[Given text]:
-=-=-
Ellen Trautmann and Birgit Kröner-Herwig

A randomized controlled trial of Internet-based self-help training for recurrent headache in childhood and adolescence.

Behaviour Research and Therapy

Two different self-help training programs (multimodal cognitive-behavioral training (CBT) and applied relaxation (AR)) presented via the Internet were compared with an educational intervention (EDU) in an RCT. Sixty-five children and adolescents (mean age: 12.7 years) with recurrent headache (at least 2 attacks per month) were each assigned to one of the three treatment conditions. The main outcome variables related to changes in headache frequency, intensity and duration as well as the responder rate (50\% reduction of headache frequency) and NNTs. Secondary outcome variables were pain catastrophizing and general well-being (depression, psychopathological symptoms and health-related quality of life). All groups showed significant reduction in headache frequency, duration and pain catastrophizing, but not in headache intensity, depression, psychopathological symptoms or health-related quality of life at post-assessment. NNTs were 2.0 for the comparison CBT and EDU; 5.2 for the comparison of AR and EDU at post-treatment. The highest responder rates at post were from CBT (63\%), significantly different compared to AR (32\%) and EDU (19\%), whereas at follow-up no significant differences were found (CBT: 63\%, AR: 56\%, EDU: 55\%) reflecting in the NNTs. (PsycINFO Database Record (c) 2016 APA, all rights reserved)
-=-=-
[Provided information]:
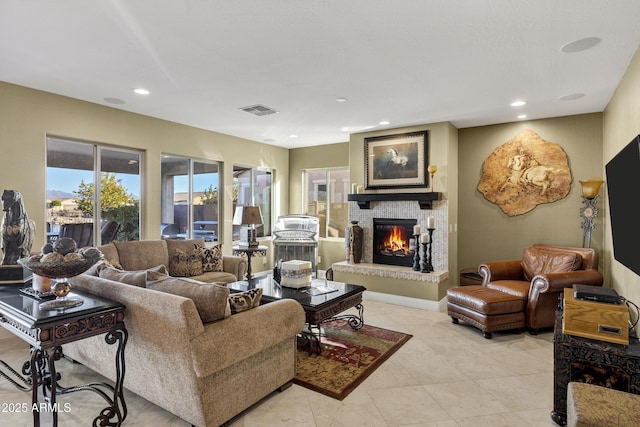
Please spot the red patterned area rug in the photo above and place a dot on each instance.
(348, 357)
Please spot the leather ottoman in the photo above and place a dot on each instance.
(487, 309)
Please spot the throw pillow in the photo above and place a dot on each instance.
(246, 300)
(211, 300)
(136, 278)
(185, 264)
(211, 258)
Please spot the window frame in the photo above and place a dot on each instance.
(329, 190)
(97, 149)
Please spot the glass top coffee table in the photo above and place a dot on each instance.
(323, 300)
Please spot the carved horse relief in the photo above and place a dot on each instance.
(18, 231)
(525, 172)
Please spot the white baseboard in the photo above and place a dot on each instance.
(406, 301)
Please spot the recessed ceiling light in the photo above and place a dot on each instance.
(571, 97)
(580, 45)
(114, 100)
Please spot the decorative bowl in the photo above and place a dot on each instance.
(57, 270)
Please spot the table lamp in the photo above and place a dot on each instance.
(250, 216)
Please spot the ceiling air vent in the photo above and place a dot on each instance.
(259, 110)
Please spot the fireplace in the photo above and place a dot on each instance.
(393, 241)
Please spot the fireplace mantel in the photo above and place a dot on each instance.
(423, 199)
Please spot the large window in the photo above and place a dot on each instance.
(77, 172)
(325, 196)
(190, 198)
(253, 186)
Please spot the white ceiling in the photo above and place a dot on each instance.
(406, 61)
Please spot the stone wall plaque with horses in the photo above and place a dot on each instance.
(525, 172)
(396, 161)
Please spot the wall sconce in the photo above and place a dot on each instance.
(250, 216)
(589, 211)
(432, 170)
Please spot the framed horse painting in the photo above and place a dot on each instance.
(396, 161)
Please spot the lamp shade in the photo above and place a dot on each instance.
(247, 215)
(591, 187)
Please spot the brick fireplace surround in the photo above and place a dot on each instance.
(407, 210)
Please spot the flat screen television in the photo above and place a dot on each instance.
(623, 177)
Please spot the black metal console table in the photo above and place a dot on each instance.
(46, 331)
(597, 362)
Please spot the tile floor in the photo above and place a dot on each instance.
(446, 375)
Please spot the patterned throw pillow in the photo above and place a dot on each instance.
(243, 301)
(183, 264)
(211, 258)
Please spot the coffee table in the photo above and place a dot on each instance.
(322, 301)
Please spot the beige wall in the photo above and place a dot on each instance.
(485, 232)
(320, 157)
(27, 116)
(621, 125)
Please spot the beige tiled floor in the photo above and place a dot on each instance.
(446, 375)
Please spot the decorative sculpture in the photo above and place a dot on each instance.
(525, 172)
(18, 231)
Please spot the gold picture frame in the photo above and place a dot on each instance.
(397, 161)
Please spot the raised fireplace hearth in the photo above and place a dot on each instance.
(392, 241)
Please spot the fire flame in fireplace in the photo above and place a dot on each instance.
(395, 243)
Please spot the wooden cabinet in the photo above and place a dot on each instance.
(592, 361)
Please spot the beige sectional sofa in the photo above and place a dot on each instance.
(205, 373)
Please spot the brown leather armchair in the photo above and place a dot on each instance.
(540, 276)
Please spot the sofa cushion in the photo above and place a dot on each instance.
(143, 254)
(539, 261)
(220, 277)
(184, 259)
(211, 300)
(110, 254)
(211, 258)
(185, 264)
(246, 300)
(135, 278)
-=-=-
[What you have to do]:
Please give the part of the headache trial abstract starting at "Ellen Trautmann and" and ending at "childhood and adolescence." again, swapping "Internet-based" for "web-based".

[Written response]:
Ellen Trautmann and Birgit Kröner-Herwig

A randomized controlled trial of web-based self-help training for recurrent headache in childhood and adolescence.